** BEGIN DATA ENTRIES **

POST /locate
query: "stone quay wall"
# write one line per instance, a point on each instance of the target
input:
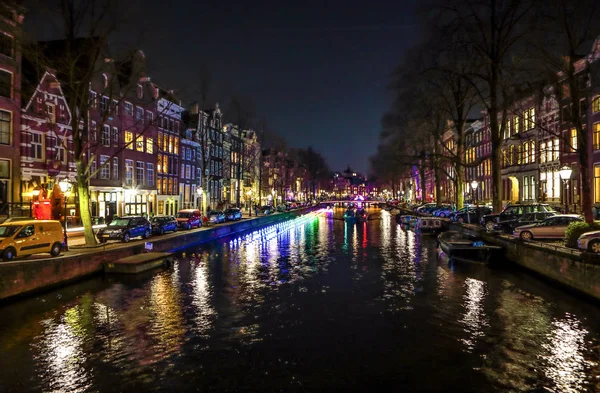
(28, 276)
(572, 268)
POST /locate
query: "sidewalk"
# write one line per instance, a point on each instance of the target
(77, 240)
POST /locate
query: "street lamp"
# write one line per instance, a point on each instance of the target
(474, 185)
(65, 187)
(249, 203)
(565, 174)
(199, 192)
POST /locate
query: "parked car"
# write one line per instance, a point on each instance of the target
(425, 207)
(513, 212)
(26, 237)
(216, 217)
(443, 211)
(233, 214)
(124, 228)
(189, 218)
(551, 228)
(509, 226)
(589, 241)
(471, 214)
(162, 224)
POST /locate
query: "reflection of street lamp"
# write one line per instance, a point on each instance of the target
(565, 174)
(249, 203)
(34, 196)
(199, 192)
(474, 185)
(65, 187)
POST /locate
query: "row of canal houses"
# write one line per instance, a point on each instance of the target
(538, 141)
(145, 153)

** END DATA ENTRIES **
** BEGIN DATA ENTRIES **

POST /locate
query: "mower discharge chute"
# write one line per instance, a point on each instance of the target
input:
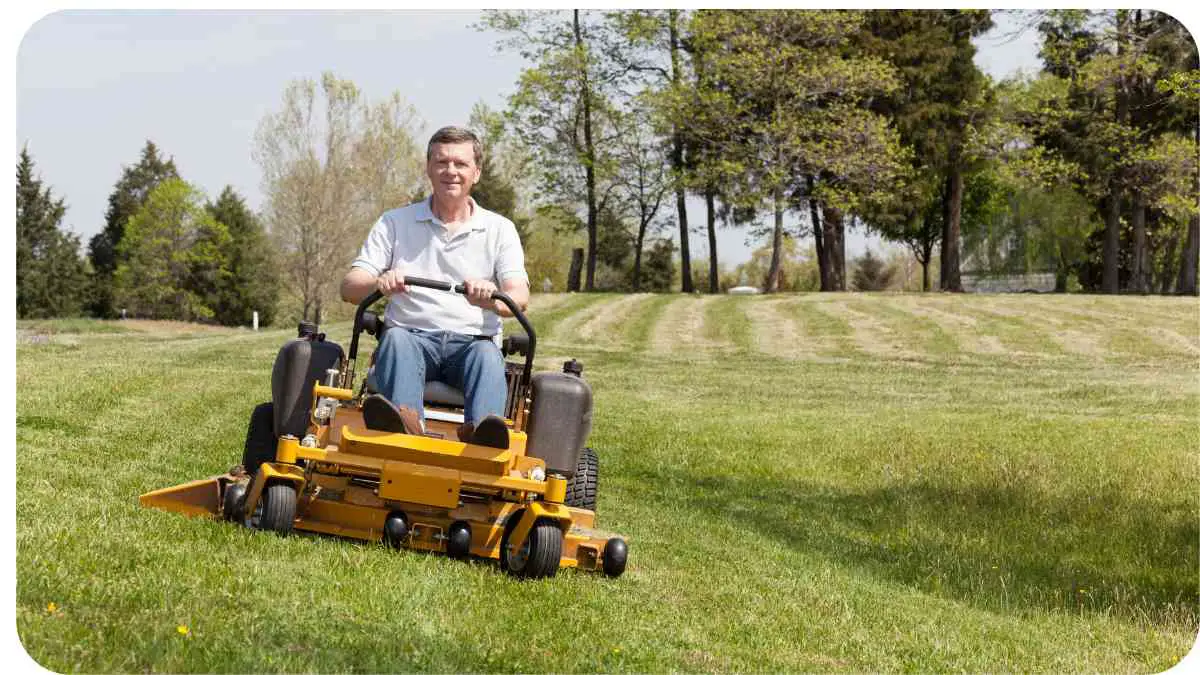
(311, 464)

** END DATA ENTRIES **

**WRITTEN REQUEST:**
List each line in the data above that contains "query".

**TASK OUTPUT:**
query: "stone quay wall"
query: "sidewalk"
query: "street lamp"
query: "parked car"
query: "reflection of street lamp"
query: "row of canal houses"
query: "mower discharge chute"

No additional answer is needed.